------ LISTED RECORDS ------
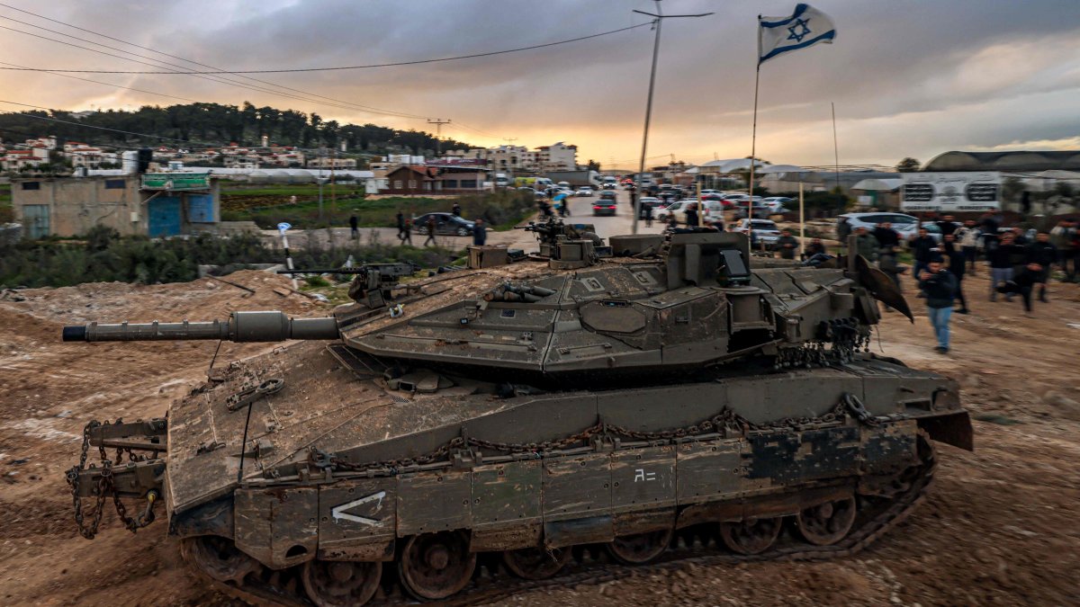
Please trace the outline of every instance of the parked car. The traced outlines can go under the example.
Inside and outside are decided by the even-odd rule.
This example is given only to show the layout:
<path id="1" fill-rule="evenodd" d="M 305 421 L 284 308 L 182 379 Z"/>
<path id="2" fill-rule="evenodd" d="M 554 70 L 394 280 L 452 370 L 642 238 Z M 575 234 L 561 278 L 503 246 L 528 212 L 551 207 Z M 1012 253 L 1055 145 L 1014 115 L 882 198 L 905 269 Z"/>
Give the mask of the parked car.
<path id="1" fill-rule="evenodd" d="M 600 199 L 593 203 L 593 215 L 615 215 L 613 200 Z"/>
<path id="2" fill-rule="evenodd" d="M 761 199 L 761 204 L 771 208 L 773 213 L 783 213 L 785 210 L 794 206 L 795 202 L 795 199 L 783 195 L 773 195 Z"/>
<path id="3" fill-rule="evenodd" d="M 418 234 L 426 235 L 428 233 L 429 217 L 435 218 L 436 234 L 472 235 L 473 222 L 462 219 L 453 213 L 426 213 L 419 217 L 414 217 L 413 230 Z"/>
<path id="4" fill-rule="evenodd" d="M 751 221 L 751 219 L 740 219 L 735 231 L 745 234 L 750 231 Z M 769 249 L 775 248 L 777 240 L 780 239 L 780 228 L 777 227 L 777 222 L 770 219 L 753 219 L 753 221 L 754 242 L 757 245 L 764 244 Z"/>
<path id="5" fill-rule="evenodd" d="M 919 225 L 918 217 L 903 213 L 845 213 L 836 218 L 836 235 L 842 240 L 856 228 L 873 230 L 878 224 L 892 224 L 892 229 L 900 234 L 901 240 L 915 235 L 915 227 Z"/>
------
> [THE TASK]: Repeat the items above word for word, leaving out the pictures.

> [ANSWER TO THE PROBLEM]:
Please trace the outline of every instance of the parked car. The traced outlines can go under the example.
Inside and outside are decided by the even-odd rule.
This example is given only to show the layout:
<path id="1" fill-rule="evenodd" d="M 305 421 L 284 308 L 182 379 Z"/>
<path id="2" fill-rule="evenodd" d="M 554 70 L 394 280 L 452 370 L 642 238 Z M 575 234 L 561 278 L 503 246 L 528 212 L 551 207 Z M 1012 253 L 1055 145 L 1014 115 L 882 198 L 905 269 Z"/>
Give the mask of the parked car.
<path id="1" fill-rule="evenodd" d="M 600 199 L 593 203 L 593 215 L 615 215 L 613 200 Z"/>
<path id="2" fill-rule="evenodd" d="M 761 199 L 761 204 L 771 208 L 773 213 L 783 213 L 785 210 L 794 206 L 795 202 L 795 199 L 783 195 L 773 195 Z"/>
<path id="3" fill-rule="evenodd" d="M 418 234 L 426 235 L 428 233 L 429 217 L 435 218 L 436 234 L 472 235 L 473 222 L 462 219 L 453 213 L 426 213 L 419 217 L 414 217 L 413 230 Z"/>
<path id="4" fill-rule="evenodd" d="M 751 221 L 751 219 L 740 219 L 735 231 L 745 234 L 750 231 Z M 769 249 L 775 248 L 777 240 L 780 239 L 780 228 L 777 227 L 777 222 L 770 219 L 753 219 L 753 221 L 754 242 L 757 245 L 764 244 Z"/>
<path id="5" fill-rule="evenodd" d="M 919 225 L 918 217 L 903 213 L 845 213 L 836 218 L 836 235 L 842 240 L 856 228 L 873 230 L 878 224 L 892 224 L 892 229 L 900 234 L 901 240 L 915 235 L 915 227 Z"/>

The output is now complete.